• [Given passage]:
■ ■ ■

Teeder Wynne (born December 6, 1973) is a Canadian former ice hockey forward who was an All-American for North Dakota.

Career
Wynne began attending the University of North Dakota in the fall of 1992. He saw little playing time as a freshman, providing minimal scoring for a team that won less than a third of its games. While his production improved as a sophomore, the team remained mired at the bottom of the WCHA. Dean Blais was brought in as head coach in 1994 and Wynne saw a dramatic increase to his game. He scored 30 more points as a junior, leading the team with 49 and helping the Fighting Sioux get back to .500. In his final season with North Dakota, Wynne continued his upward trend, finishing in the top 10 in the nation in scoring. UND posted its first winning season in five years while Wynne was named to the All-American team.

■ ■ ■

• [Supplied material]:
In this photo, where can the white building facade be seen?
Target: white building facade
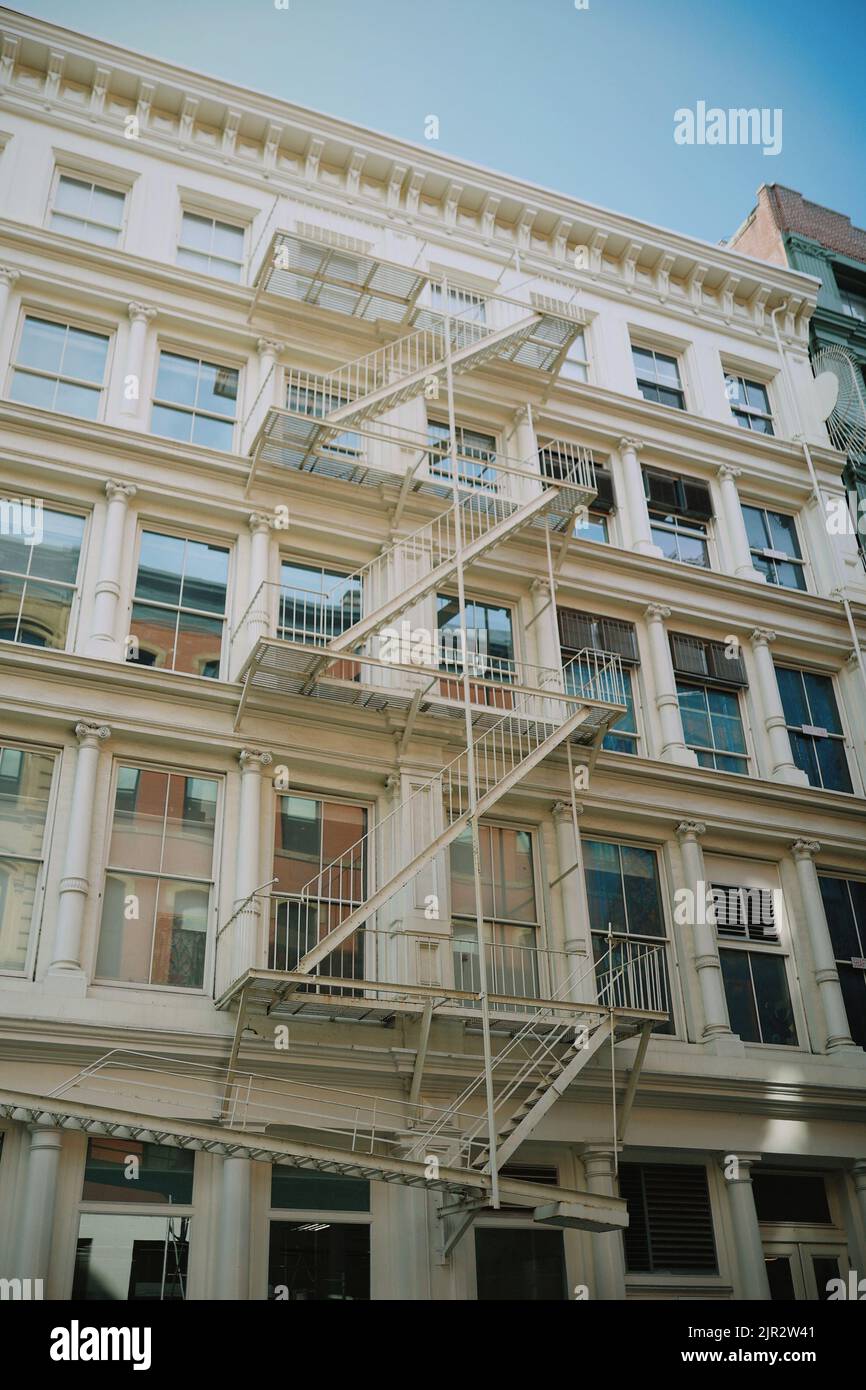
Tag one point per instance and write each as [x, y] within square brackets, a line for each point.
[185, 267]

■ ■ ■

• [Exercise 1]: According to the Teeder Wynne biography, who was brought in as North Dakota's head coach in 1994?
• [Exercise 2]: Carry on the biography of Teeder Wynne from where it stops.

• [Written answer 1]: Dean Blais

• [Written answer 2]:
After graduation, Wynne went to Europe to play professionally. over the next seven seasons, Wynne played on five different teams in four countries. He typically produced at least a point per game over the course of a season and averaged two points per game three times. In 2002 he helped the Dundee Stars win the British National League championship, scoring nearly three points per game in their playoff run. Wynne played one season after the title before retiring as a player.

Personal life
Teeder's older brother John played college hockey at Waterloo. The two played together in Europe from 1996 through 1999.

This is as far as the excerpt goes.